>> START Exercise materials

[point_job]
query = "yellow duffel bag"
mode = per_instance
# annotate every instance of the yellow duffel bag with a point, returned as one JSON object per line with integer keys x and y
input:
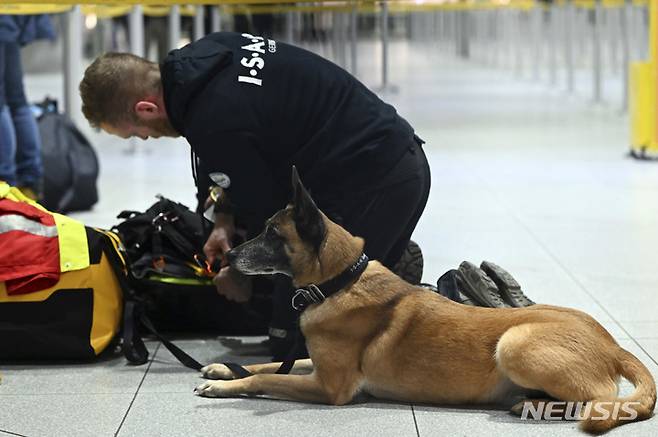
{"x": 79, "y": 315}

>> END Exercise materials
>> START Exercise materials

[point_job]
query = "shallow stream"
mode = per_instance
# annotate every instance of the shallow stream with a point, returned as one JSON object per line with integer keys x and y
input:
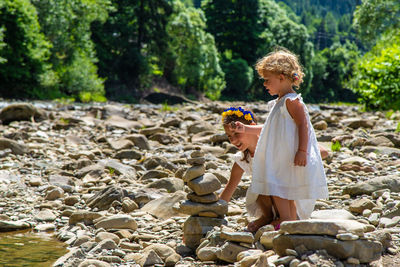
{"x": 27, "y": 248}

>> END Exercise materials

### Direction
Extract each line of the data above that contains the string "yellow", treating uppercase and lowercase letters as different.

### Exercise result
query = "yellow duffel bag"
# annotate every instance of the yellow duffel bag with a point, returned as one JSON object per line with integer keys x and y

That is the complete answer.